[Material shown]
────────────────

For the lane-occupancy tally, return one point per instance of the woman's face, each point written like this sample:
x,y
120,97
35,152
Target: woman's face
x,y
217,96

────────────────

[What this task involves] Convert each line of the rows above into a Markdown table with the columns Line No. and Content, omitting any blank lines.

[Finished answer]
| Line No. | Content |
|---|---|
| 1 | For the lane-occupancy tally, return one point per instance of the woman's face, each point written like this sample: |
| 2 | x,y |
| 3 | 120,97 |
| 4 | 35,152 |
| 5 | Target: woman's face |
| 6 | x,y |
| 7 | 217,96 |